__Document passage__:
<<<<
Mihail Drumeș (born Mihail V. Dumitrescu; November 26, 1901–February 27, 1982) was an Ottoman-born Romanian prose writer and playwright.

He was born into an Aromanian family in Ohrid, a city that formed part of the Ottoman Empire's Manastir Vilayet and is now in North Macedonia. His parents were Vasile Dimitrie (later Dumitrescu), a bucket-maker, and his wife Despina (née Gero). The family emigrated to Balș, in the Oltenia region of the Romanian Old Kingdom. Mihail attended primary school there, followed by high school in Caracal and Craiova, belatedly taking his degree in 1925. He studied at the literature and philosophy faculty of Bucharest University, graduating in 1928. For a time, he was a high school teacher, later moving on to the university system.
>>>>
__Material shown__:
<<<<
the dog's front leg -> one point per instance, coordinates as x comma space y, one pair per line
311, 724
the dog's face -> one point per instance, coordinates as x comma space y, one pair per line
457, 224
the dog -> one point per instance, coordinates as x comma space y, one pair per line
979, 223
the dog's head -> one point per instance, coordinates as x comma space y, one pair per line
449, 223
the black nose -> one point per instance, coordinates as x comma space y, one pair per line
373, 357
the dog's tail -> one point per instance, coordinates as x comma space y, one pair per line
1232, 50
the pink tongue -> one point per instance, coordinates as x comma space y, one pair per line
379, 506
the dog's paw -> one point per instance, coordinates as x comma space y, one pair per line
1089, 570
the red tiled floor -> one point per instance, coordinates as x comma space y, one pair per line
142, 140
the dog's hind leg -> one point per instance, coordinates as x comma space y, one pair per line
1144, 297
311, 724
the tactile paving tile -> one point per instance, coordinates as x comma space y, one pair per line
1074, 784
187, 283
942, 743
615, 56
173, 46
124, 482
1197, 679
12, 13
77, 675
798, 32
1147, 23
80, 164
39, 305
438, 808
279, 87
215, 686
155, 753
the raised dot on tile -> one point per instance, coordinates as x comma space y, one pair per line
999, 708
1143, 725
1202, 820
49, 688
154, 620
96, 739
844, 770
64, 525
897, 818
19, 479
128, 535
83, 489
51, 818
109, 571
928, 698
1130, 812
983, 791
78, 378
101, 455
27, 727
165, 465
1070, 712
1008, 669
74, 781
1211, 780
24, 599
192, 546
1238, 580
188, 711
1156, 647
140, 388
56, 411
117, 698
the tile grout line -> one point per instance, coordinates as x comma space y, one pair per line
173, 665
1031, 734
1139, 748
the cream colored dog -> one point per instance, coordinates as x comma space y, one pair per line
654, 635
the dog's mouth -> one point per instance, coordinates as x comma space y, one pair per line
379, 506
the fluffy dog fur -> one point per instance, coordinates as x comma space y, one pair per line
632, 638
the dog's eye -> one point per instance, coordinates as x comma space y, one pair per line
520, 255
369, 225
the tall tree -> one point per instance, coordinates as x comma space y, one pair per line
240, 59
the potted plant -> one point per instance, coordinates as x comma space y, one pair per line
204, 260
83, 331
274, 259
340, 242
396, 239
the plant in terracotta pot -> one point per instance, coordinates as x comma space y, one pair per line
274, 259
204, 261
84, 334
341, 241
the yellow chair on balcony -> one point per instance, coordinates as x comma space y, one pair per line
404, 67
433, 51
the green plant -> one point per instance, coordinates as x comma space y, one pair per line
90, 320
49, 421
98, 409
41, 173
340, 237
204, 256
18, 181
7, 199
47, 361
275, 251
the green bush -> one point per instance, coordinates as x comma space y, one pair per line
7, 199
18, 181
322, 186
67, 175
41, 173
>>>>
__Prompt__:
In the Mihail Drumeș biography above, restate the passage from "He was born" to "the university system.", swapping "bucket-maker" for "cooper".

__The response__:
He was born into an Aromanian family in Ohrid, a city that formed part of the Ottoman Empire's Manastir Vilayet and is now in North Macedonia. His parents were Vasile Dimitrie (later Dumitrescu), a cooper, and his wife Despina (née Gero). The family emigrated to Balș, in the Oltenia region of the Romanian Old Kingdom. Mihail attended primary school there, followed by high school in Caracal and Craiova, belatedly taking his degree in 1925. He studied at the literature and philosophy faculty of Bucharest University, graduating in 1928. For a time, he was a high school teacher, later moving on to the university system.